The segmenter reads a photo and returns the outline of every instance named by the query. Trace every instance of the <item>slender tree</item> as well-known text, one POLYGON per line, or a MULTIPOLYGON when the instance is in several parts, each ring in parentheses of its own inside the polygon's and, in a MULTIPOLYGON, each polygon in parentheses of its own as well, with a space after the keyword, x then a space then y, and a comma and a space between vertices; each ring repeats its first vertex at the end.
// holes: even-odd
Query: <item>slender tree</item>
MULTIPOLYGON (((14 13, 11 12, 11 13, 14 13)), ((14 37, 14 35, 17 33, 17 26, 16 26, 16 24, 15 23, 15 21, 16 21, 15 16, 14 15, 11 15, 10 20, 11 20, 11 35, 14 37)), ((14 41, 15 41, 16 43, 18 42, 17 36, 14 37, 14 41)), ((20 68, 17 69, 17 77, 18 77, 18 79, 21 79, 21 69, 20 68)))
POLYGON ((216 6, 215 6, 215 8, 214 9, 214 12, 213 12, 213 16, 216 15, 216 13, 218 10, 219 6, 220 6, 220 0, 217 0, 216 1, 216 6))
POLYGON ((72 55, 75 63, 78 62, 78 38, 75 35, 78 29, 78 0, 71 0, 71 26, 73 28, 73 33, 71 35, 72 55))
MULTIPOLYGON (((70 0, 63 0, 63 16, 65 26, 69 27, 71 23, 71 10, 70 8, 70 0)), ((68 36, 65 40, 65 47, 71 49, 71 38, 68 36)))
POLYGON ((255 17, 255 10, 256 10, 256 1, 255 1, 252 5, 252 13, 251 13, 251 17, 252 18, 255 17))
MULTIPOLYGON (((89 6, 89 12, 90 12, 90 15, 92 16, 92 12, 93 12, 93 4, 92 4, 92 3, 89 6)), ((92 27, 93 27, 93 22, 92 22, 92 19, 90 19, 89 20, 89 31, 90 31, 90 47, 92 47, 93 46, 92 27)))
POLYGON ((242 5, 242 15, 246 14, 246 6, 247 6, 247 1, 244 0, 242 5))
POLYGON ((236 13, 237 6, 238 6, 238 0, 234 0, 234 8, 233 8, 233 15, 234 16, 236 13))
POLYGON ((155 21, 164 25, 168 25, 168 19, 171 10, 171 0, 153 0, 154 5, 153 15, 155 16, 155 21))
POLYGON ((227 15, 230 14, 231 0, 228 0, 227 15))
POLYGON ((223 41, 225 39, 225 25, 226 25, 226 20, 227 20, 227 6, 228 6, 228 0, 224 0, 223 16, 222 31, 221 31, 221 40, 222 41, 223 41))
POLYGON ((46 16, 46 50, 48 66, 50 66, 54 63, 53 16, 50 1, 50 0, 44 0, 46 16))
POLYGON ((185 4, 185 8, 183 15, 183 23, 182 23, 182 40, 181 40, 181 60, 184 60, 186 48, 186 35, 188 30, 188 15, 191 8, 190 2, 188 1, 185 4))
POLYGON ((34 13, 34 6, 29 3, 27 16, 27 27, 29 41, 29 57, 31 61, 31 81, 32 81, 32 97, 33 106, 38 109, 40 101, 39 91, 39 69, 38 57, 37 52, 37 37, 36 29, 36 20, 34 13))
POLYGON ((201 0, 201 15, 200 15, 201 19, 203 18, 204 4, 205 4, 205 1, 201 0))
+---+
_JOB_:
Update the data above so that every occurrence of "slender tree" reads "tall pine", and leave all other text unchanged.

_OUTPUT OF THE EXERCISE_:
The segmenter reads a photo and returns the outline of every instance named by the query. Trace every instance of the <item>tall pine</item> as well-known text, one POLYGON per line, or a MULTIPOLYGON when the instance is in several parts, each ring in parentheses of its own inside the polygon's and, in a MULTIPOLYGON, each polygon in parentheses of its own as well, with a space after the keyword, x then a space then y, and a comma and a space between vertices; each ring repeats its first vertex at the end.
// holes: even-odd
Query: <item>tall pine</item>
MULTIPOLYGON (((14 13, 11 12, 11 13, 14 13)), ((14 37, 14 35, 17 33, 17 26, 16 26, 16 24, 15 23, 15 21, 16 21, 15 16, 14 15, 11 15, 10 20, 11 20, 11 35, 14 37)), ((14 41, 15 41, 16 43, 18 42, 17 36, 14 37, 14 41)), ((20 68, 17 69, 17 77, 18 77, 18 79, 21 79, 21 69, 20 68)))
POLYGON ((216 6, 215 6, 215 8, 214 9, 214 12, 213 12, 213 16, 216 15, 216 13, 218 10, 219 6, 220 6, 220 0, 217 0, 216 1, 216 6))
POLYGON ((72 55, 75 63, 78 62, 78 38, 75 35, 78 29, 78 0, 71 0, 71 26, 73 28, 73 33, 71 35, 72 55))
MULTIPOLYGON (((70 0, 63 0, 63 16, 65 26, 69 27, 71 23, 71 10, 70 8, 70 0)), ((68 36, 65 40, 65 47, 71 49, 71 38, 68 36)))
POLYGON ((255 17, 255 10, 256 10, 256 1, 255 1, 252 5, 252 13, 251 13, 251 17, 252 18, 255 17))
MULTIPOLYGON (((89 6, 89 12, 90 12, 90 15, 92 16, 92 12, 93 12, 93 4, 92 4, 92 3, 89 6)), ((92 27, 93 27, 93 22, 92 22, 92 19, 90 19, 89 20, 89 31, 90 31, 90 47, 92 47, 93 46, 92 27)))
POLYGON ((242 5, 242 15, 246 14, 246 6, 247 6, 247 1, 244 0, 242 5))
POLYGON ((236 13, 237 6, 238 6, 238 0, 234 0, 234 8, 233 8, 233 15, 234 16, 236 13))
POLYGON ((155 21, 164 25, 168 25, 168 19, 171 10, 171 0, 153 0, 154 5, 153 15, 155 16, 155 21))
POLYGON ((227 15, 230 14, 231 0, 228 0, 227 15))
POLYGON ((223 41, 225 39, 225 25, 226 25, 226 20, 227 20, 227 6, 228 6, 228 0, 224 0, 223 16, 222 31, 221 31, 221 40, 222 41, 223 41))
POLYGON ((46 16, 46 50, 48 66, 50 66, 54 63, 53 16, 50 1, 50 0, 44 0, 46 16))
POLYGON ((185 4, 185 8, 183 15, 183 23, 182 23, 182 40, 181 40, 181 60, 184 60, 186 48, 186 35, 188 30, 188 15, 191 8, 190 2, 188 1, 185 4))
POLYGON ((34 13, 34 6, 29 3, 27 16, 27 27, 29 41, 29 57, 31 61, 31 81, 32 81, 32 97, 33 106, 38 109, 40 101, 39 91, 39 69, 38 57, 37 52, 37 37, 36 29, 36 20, 34 13))
POLYGON ((201 0, 201 15, 200 15, 201 19, 203 18, 204 4, 205 4, 205 1, 201 0))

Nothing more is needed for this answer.